ENTRIES PROVIDED START

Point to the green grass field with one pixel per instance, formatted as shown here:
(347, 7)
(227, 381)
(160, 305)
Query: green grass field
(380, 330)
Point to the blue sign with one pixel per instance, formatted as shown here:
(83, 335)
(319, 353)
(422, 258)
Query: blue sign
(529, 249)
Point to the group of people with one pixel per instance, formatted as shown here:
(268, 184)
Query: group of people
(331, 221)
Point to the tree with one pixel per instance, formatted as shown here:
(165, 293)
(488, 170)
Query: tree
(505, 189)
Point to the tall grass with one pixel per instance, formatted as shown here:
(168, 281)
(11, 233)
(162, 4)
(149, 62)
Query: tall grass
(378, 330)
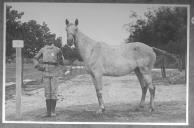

ENTRIES PROVIDED END

Exactly how many lines in the records contain the string "Point"? Give that number alone.

5